> [Material for this task]
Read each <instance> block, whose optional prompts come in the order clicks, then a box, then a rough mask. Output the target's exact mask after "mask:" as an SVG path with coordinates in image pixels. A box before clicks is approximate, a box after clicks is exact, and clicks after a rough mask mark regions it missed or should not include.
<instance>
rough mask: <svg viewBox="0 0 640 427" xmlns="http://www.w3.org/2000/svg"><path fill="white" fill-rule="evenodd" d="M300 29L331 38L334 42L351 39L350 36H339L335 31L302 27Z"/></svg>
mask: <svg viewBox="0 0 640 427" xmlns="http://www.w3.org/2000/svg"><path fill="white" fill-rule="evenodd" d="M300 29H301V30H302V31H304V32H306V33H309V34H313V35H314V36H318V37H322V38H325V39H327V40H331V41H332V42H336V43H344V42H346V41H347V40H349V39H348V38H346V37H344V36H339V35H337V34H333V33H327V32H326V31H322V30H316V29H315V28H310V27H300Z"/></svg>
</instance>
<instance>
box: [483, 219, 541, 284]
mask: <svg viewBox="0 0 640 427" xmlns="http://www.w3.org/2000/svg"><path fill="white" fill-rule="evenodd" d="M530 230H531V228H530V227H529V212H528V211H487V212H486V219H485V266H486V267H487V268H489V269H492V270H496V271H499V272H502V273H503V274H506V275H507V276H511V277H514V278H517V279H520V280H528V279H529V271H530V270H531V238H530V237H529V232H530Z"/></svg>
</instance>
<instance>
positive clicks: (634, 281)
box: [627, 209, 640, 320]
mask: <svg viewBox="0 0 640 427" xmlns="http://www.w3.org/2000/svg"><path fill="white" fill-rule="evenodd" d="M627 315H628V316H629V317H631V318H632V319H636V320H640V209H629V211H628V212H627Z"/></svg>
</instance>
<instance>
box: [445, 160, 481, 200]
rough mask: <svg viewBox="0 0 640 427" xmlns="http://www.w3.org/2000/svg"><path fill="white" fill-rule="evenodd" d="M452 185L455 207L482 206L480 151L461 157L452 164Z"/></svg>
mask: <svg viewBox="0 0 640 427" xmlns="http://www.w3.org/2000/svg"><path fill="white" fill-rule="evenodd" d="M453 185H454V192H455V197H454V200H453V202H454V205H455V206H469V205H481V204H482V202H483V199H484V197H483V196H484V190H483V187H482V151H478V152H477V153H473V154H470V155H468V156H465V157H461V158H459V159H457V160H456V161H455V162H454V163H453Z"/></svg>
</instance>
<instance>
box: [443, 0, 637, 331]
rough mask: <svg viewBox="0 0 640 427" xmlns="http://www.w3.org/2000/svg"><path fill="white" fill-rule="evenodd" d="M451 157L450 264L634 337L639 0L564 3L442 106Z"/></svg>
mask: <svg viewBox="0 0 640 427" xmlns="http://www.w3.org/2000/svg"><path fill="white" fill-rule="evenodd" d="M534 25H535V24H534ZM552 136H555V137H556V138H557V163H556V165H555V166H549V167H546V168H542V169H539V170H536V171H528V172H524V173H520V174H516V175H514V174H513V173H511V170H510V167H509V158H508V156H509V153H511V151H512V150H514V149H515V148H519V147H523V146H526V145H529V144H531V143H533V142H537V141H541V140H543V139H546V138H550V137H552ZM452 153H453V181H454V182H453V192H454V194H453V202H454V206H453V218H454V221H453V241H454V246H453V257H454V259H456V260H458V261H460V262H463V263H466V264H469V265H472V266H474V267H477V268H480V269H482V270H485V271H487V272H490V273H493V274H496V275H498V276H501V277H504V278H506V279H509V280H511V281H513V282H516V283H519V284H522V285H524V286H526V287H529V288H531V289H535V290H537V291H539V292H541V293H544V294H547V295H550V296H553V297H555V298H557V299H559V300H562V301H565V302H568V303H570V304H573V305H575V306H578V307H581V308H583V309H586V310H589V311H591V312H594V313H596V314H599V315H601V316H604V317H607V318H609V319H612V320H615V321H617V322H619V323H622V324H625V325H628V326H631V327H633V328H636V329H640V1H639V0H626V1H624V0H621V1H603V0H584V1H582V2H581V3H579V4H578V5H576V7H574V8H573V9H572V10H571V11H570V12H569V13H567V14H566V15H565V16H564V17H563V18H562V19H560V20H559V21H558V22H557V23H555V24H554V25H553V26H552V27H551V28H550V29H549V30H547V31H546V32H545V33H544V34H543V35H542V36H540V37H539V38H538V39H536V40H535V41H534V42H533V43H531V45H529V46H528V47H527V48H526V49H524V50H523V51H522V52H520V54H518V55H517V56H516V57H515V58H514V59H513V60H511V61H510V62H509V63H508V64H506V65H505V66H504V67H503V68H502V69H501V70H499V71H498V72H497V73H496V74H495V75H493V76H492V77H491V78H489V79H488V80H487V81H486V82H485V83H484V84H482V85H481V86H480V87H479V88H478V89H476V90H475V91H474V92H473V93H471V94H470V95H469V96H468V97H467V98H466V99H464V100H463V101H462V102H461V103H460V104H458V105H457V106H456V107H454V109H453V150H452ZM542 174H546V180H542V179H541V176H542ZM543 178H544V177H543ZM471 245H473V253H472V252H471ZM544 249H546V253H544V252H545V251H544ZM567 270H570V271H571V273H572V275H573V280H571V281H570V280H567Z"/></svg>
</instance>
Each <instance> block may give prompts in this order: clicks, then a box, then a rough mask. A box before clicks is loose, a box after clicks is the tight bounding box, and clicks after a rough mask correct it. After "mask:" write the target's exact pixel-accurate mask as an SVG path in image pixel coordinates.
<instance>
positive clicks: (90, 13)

> [Instructions for the task] I need every line from the material that contains the word "block".

> [Answer to this task]
Read each <instance> block, whose optional prompts come in the order clicks, then a box, then a rough mask. Output the target's exact mask after "mask:" as an SVG path with coordinates in image pixels. A box before clicks is approximate, a box after clicks is exact, and clicks after a rough mask mark regions it missed or should not include.
Each <instance> block may give prompts in this order: clicks, then a box, then a rough mask. A box before clicks is loose, a box after clicks is the tight bounding box, and clicks after a rough mask correct it. After "mask:" write the target's exact pixel-accurate mask as an SVG path in image pixel coordinates.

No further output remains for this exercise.